* [Problem to work on]: The expected output is the full set of entries, printed exactly, without pictures.

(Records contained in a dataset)
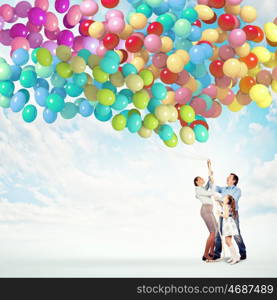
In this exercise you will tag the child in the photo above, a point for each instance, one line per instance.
(229, 227)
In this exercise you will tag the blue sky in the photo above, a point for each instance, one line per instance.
(119, 195)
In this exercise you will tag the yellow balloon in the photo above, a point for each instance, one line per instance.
(232, 9)
(274, 86)
(187, 135)
(170, 98)
(175, 63)
(167, 44)
(258, 92)
(248, 14)
(127, 31)
(205, 13)
(134, 82)
(96, 29)
(267, 101)
(232, 67)
(262, 53)
(173, 113)
(210, 35)
(235, 106)
(145, 132)
(243, 50)
(162, 113)
(271, 31)
(138, 21)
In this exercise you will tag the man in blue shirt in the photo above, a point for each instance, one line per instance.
(233, 190)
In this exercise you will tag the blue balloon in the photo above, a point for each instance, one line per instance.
(85, 109)
(49, 115)
(18, 101)
(109, 65)
(41, 95)
(20, 57)
(59, 91)
(195, 34)
(159, 91)
(16, 72)
(41, 82)
(197, 55)
(153, 103)
(102, 112)
(165, 132)
(121, 102)
(134, 122)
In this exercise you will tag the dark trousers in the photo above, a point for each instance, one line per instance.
(238, 239)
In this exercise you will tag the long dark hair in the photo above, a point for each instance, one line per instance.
(232, 203)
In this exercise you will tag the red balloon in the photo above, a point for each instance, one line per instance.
(197, 23)
(168, 77)
(84, 26)
(133, 43)
(110, 3)
(251, 32)
(216, 68)
(155, 28)
(216, 3)
(226, 22)
(110, 40)
(212, 20)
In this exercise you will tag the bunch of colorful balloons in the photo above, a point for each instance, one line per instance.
(160, 66)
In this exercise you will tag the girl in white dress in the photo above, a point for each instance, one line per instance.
(229, 227)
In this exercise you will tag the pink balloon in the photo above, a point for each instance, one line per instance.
(211, 91)
(74, 15)
(43, 4)
(183, 95)
(116, 25)
(199, 105)
(88, 8)
(114, 13)
(153, 43)
(52, 22)
(237, 38)
(229, 98)
(20, 42)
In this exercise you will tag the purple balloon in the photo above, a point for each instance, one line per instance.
(66, 38)
(19, 30)
(90, 44)
(51, 46)
(37, 16)
(22, 8)
(5, 37)
(35, 39)
(62, 6)
(66, 24)
(52, 35)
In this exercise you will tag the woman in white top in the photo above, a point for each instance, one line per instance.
(206, 198)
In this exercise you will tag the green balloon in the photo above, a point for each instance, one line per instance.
(44, 57)
(64, 70)
(187, 113)
(172, 142)
(6, 88)
(55, 102)
(99, 75)
(29, 113)
(150, 122)
(5, 71)
(69, 111)
(28, 78)
(106, 97)
(119, 122)
(141, 99)
(4, 101)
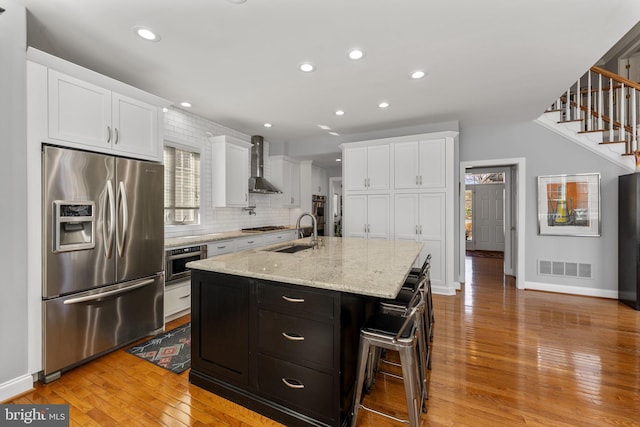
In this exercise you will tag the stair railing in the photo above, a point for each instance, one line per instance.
(604, 102)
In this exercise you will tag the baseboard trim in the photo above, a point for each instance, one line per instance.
(15, 387)
(573, 290)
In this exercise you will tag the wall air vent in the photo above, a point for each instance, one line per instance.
(564, 269)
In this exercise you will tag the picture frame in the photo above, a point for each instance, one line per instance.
(569, 205)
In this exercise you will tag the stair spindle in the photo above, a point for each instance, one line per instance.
(600, 103)
(623, 136)
(634, 118)
(588, 116)
(611, 112)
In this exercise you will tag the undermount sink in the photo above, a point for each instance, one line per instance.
(291, 249)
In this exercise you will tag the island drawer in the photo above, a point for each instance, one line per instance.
(295, 299)
(305, 390)
(300, 340)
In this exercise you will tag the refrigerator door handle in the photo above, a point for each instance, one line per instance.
(109, 293)
(122, 204)
(107, 234)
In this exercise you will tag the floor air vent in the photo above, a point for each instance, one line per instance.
(565, 269)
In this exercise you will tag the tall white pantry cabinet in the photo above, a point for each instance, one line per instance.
(403, 188)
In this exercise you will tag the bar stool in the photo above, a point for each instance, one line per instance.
(406, 336)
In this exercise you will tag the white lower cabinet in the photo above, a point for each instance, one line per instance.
(367, 216)
(177, 300)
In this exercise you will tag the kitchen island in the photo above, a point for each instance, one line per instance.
(278, 332)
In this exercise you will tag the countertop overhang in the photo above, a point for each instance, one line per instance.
(375, 268)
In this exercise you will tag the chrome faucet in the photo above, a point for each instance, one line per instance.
(314, 238)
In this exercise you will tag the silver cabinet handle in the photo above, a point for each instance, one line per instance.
(107, 234)
(122, 204)
(108, 293)
(293, 336)
(291, 383)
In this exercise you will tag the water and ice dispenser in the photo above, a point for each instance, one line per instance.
(74, 227)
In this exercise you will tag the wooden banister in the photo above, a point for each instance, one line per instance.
(616, 77)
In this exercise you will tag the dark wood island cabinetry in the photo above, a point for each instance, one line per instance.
(286, 351)
(278, 332)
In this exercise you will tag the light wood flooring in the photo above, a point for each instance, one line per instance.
(501, 357)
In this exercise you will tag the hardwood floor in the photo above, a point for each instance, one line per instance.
(501, 357)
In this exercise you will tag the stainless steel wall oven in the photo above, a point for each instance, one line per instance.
(176, 260)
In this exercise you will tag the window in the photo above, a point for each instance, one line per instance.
(181, 186)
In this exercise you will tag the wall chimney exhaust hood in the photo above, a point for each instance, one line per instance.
(257, 182)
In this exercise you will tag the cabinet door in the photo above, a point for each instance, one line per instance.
(318, 181)
(432, 233)
(355, 216)
(432, 163)
(237, 176)
(406, 212)
(292, 170)
(135, 127)
(378, 210)
(378, 166)
(220, 333)
(79, 112)
(406, 161)
(355, 169)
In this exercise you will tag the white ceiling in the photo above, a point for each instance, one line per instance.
(486, 61)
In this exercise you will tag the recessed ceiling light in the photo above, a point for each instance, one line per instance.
(147, 34)
(356, 54)
(307, 67)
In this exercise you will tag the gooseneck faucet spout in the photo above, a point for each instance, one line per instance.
(314, 237)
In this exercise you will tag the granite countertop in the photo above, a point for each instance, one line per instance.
(174, 242)
(367, 267)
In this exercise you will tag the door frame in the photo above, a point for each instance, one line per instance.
(515, 204)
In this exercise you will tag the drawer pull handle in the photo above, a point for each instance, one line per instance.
(291, 383)
(293, 336)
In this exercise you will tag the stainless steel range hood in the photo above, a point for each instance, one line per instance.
(257, 182)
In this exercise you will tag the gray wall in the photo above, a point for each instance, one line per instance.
(13, 193)
(549, 154)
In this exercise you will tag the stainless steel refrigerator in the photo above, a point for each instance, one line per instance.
(103, 248)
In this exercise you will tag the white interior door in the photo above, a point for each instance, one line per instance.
(488, 217)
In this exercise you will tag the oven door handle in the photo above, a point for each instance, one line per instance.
(185, 255)
(109, 293)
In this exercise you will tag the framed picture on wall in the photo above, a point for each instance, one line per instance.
(569, 205)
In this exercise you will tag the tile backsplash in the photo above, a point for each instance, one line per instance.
(182, 128)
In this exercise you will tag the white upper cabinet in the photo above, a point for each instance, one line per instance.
(285, 174)
(319, 181)
(420, 164)
(230, 167)
(367, 216)
(84, 113)
(368, 168)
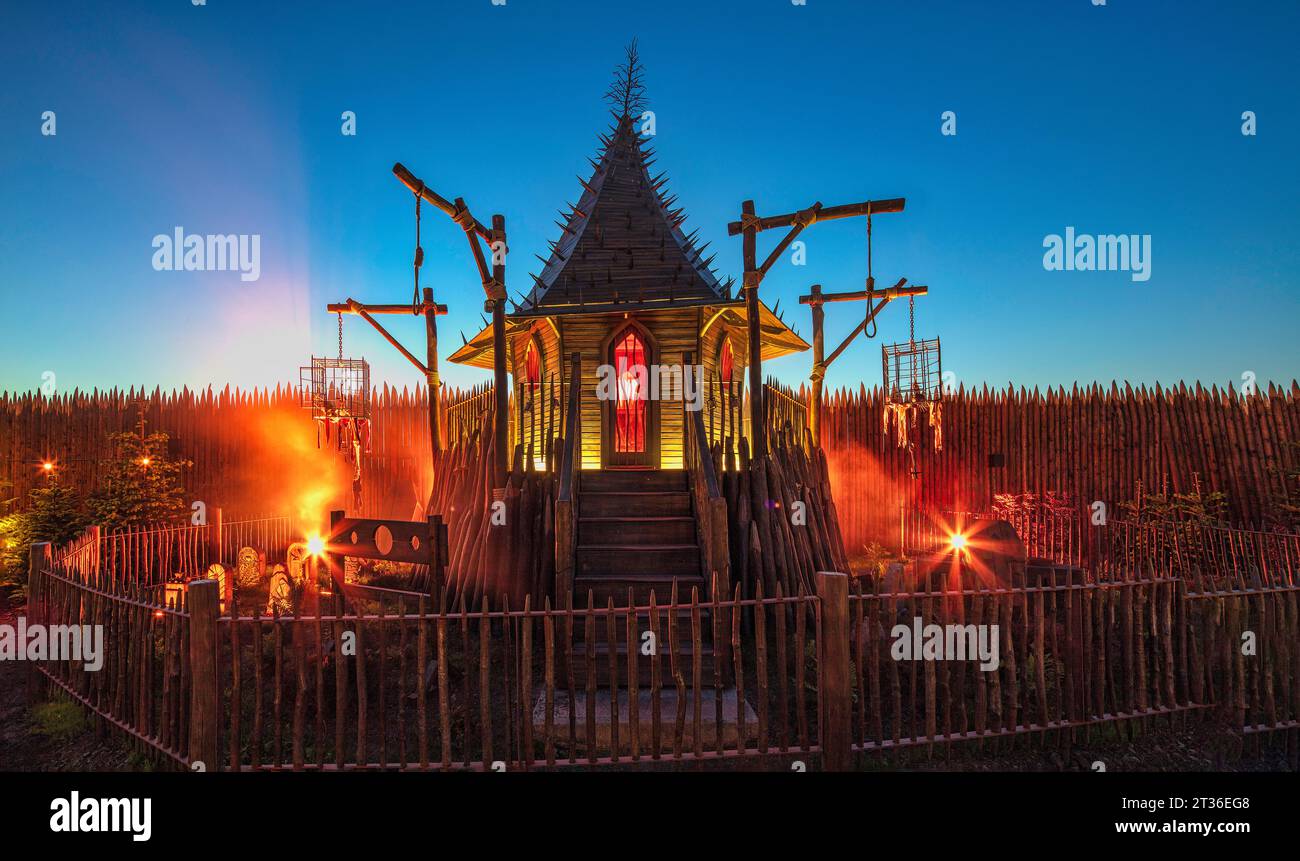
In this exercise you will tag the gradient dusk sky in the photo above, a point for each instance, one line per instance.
(226, 119)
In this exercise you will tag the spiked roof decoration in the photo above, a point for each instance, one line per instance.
(622, 246)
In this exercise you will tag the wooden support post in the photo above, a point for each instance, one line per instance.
(204, 704)
(752, 278)
(40, 558)
(563, 549)
(430, 363)
(498, 342)
(833, 671)
(438, 553)
(818, 364)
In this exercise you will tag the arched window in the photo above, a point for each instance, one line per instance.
(631, 368)
(533, 362)
(726, 362)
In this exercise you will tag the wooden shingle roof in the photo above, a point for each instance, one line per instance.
(622, 243)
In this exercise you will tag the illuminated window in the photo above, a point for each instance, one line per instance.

* [Output below]:
In this exercise you will tag the child in the photo above, a point for each instance, one line per instance.
(229, 227)
In this exercise you will tag the blue sky in the photo above, a point for each instance, one line per instance.
(119, 195)
In this exercise you will tag the yellow balloon in the photo above, a point for each instance, one line per instance.
(232, 9)
(274, 86)
(187, 135)
(170, 98)
(175, 63)
(167, 44)
(258, 92)
(248, 14)
(127, 31)
(205, 13)
(134, 82)
(96, 29)
(267, 101)
(232, 67)
(262, 53)
(173, 113)
(210, 35)
(235, 106)
(145, 132)
(243, 50)
(162, 113)
(271, 31)
(138, 21)
In this exercise you will tag the man in blue shirt in the photo above, a point for each instance, one line per instance.
(233, 190)
In this exercise you will tag the blue balloon in the photo above, a point for each instance, one line per instance.
(85, 109)
(49, 115)
(18, 101)
(109, 65)
(41, 95)
(20, 57)
(59, 91)
(195, 34)
(159, 91)
(16, 72)
(41, 82)
(197, 55)
(153, 103)
(102, 112)
(165, 132)
(121, 102)
(134, 122)
In this exercise you will tag the dark trousers in the photo above, a point for each instance, one line per instance.
(238, 239)
In this exercise you will tag the long dark hair in the photo above, a point for each instance, one line per instance.
(232, 203)
In this exercise you will tag the red balloon in the photo above, a point for each instance, one line per instance.
(197, 23)
(168, 77)
(84, 26)
(133, 43)
(110, 3)
(251, 32)
(216, 68)
(155, 28)
(216, 3)
(226, 22)
(110, 40)
(212, 20)
In this exercise you will tag the bunch of colorful balloons in the photo above, a point for each instance, one line per instance.
(160, 66)
In this exercise you will tag the girl in white dress in the photo above, a point for each instance, one line per instance.
(229, 227)
In this exercise you will tag the pink balloon in the photo above, a point for each instance, one line per instance.
(211, 91)
(74, 15)
(43, 4)
(183, 95)
(116, 25)
(199, 105)
(88, 8)
(114, 13)
(153, 43)
(52, 22)
(237, 38)
(229, 98)
(20, 42)
In this exercise you will tag the purple balloon in the photo above, a point for each instance, one line per instance.
(66, 38)
(19, 30)
(90, 44)
(51, 46)
(37, 16)
(22, 8)
(5, 37)
(35, 39)
(62, 6)
(66, 24)
(52, 35)
In this exercise you will tag the woman in white top in the photo above, a point for each instance, one line per instance.
(206, 198)
In this exercise you will tag the green balloon in the photo above, a point for each instance, one line per instance.
(44, 57)
(64, 70)
(187, 113)
(172, 142)
(6, 88)
(55, 102)
(99, 75)
(29, 113)
(150, 122)
(5, 71)
(69, 111)
(28, 78)
(106, 97)
(119, 122)
(141, 99)
(4, 101)
In this exercise you will tag the stair railing in the photo above, a point for each instance, one line per instance.
(604, 102)
In this exercise you will tag the baseboard trim in the photo above, a point for each instance, one line per instance.
(15, 387)
(573, 290)
In this exercise you will tag the wall air vent in the photo above, a point for each instance, one line per instance.
(564, 269)
In this exercise you will tag the picture frame in the photo above, a point for each instance, one line per instance.
(569, 205)
In this exercise you will tag the stair spindle in the photo above, a point for each instance, one line per instance.
(600, 103)
(623, 136)
(634, 118)
(588, 116)
(611, 112)
In this exercise you will tag the undermount sink in the photo above, a point for each instance, one line per instance.
(291, 249)
In this exercise you will tag the island drawer in the photo above, a point for each instance, one line per instance.
(295, 299)
(305, 390)
(300, 340)
In this exercise you will tag the refrigerator door handle in the photo above, a point for each instance, one line per instance.
(109, 293)
(122, 204)
(107, 234)
In this exercise you will tag the floor air vent in the photo above, a point for each instance, one line per instance.
(565, 269)
In this exercise you will tag the tall white pantry cabinet in the photo above, a point for each instance, one line per instance.
(403, 188)
In this exercise you will tag the bar stool in the photo above, a point for each instance, one line per instance.
(406, 336)
In this exercise you will tag the white lower cabinet in the photo above, a point for each instance, one line per instance.
(367, 216)
(177, 300)
In this exercise you will tag the kitchen island in the photo above, a point for each instance, one line per instance.
(278, 332)
In this exercise you will tag the countertop overhang in the photo above, a point for each instance, one line per instance.
(375, 268)
In this exercise you will tag the chrome faucet in the photo above, a point for each instance, one line per instance.
(314, 238)
In this exercise you will tag the silver cabinet handle in the photo above, a point for each instance, one line per instance.
(107, 234)
(122, 204)
(108, 293)
(293, 336)
(291, 383)
In this exercise you will tag the water and ice dispenser in the photo above, a point for each instance, one line per instance.
(74, 227)
In this exercise you will tag the wooden banister in the photo above, a point for each instance, one line per instance.
(616, 77)
In this exercise you will tag the dark wood island cabinetry in the photo above, a point for each instance, one line per instance.
(286, 351)
(278, 332)
In this exercise you will tag the light wood flooring in the photo above, a point for each instance, one line per instance.
(501, 357)
In this exercise you will tag the hardwood floor in the photo above, a point for each instance, one line per instance.
(501, 357)
In this exercise you will tag the stainless steel wall oven in the photo above, a point for each instance, one line per instance.
(176, 260)
In this exercise you will tag the window in the photo above, a point for each instance, one line per instance.
(181, 186)
In this exercise you will tag the wall chimney exhaust hood in the photo above, a point for each instance, one line per instance.
(257, 182)
In this exercise you will tag the cabinet door in the photo above, a point for each instance, one line per instance.
(318, 181)
(432, 233)
(355, 216)
(432, 163)
(237, 176)
(406, 212)
(292, 170)
(135, 127)
(378, 210)
(378, 166)
(220, 333)
(79, 112)
(406, 161)
(355, 169)
In this exercise you will tag the white ceiling in the photo above, a point for each instance, one line per instance.
(486, 61)
In this exercise you will tag the recessed ceiling light in the photo above, a point for each instance, one line per instance.
(147, 34)
(356, 54)
(307, 67)
In this exercise you will tag the gooseneck faucet spout in the photo above, a point for each instance, one line per instance.
(314, 237)
In this exercise you will tag the granite countertop in the photo above, a point for each instance, one line per instance.
(174, 242)
(367, 267)
In this exercise you will tag the door frame in the photo above, a point for each instance, one line per instance.
(515, 204)
In this exercise you will tag the drawer pull handle in the photo above, a point for each instance, one line per instance.
(291, 383)
(293, 336)
In this exercise you will tag the stainless steel range hood in the photo above, a point for each instance, one line per instance.
(257, 182)
In this exercise you will tag the gray wall in the photo above, a point for each instance, one line per instance.
(13, 193)
(549, 154)
In this exercise you will tag the stainless steel refrigerator in the photo above, a point for each instance, one line per instance.
(103, 248)
In this exercise you will tag the white interior door in the photo above, a point for each instance, one line per instance.
(488, 217)
In this exercise you will tag the oven door handle in the photo above, a point for each instance, one line per instance.
(185, 255)
(109, 293)
In this exercise you will tag the framed picture on wall in the photo above, a point for each instance, one line per instance.
(569, 205)
In this exercise you will tag the tile backsplash in the photo above, a point for each instance, one line per instance.
(182, 128)
In this exercise you will tag the white upper cabinet in the photo above, a point for each instance, one line per instance.
(285, 174)
(319, 181)
(420, 164)
(230, 167)
(367, 216)
(84, 113)
(368, 168)
In this exercise you will tag the gradient dusk sky in the photo above, a point for each instance, one line per instance.
(226, 119)
In this exercise you will tag the spiked roof decoration in the photo above, a point for each instance, one line per instance.
(622, 246)
In this exercise you will tag the wooden support post in the photo above, a point for each instance, one line per instance.
(204, 704)
(752, 278)
(40, 558)
(563, 549)
(430, 363)
(498, 342)
(833, 671)
(438, 553)
(818, 364)
In this exercise you will tag the arched window in the photo above, a point for each instance, one line per instance.
(631, 368)
(533, 362)
(726, 362)
In this exercise you will tag the wooden shingle roof in the photo above, a point for each instance, one line per instance.
(622, 243)
In this exercise you will tag the illuminated window in the photo above, a point for each instance, one line per instance.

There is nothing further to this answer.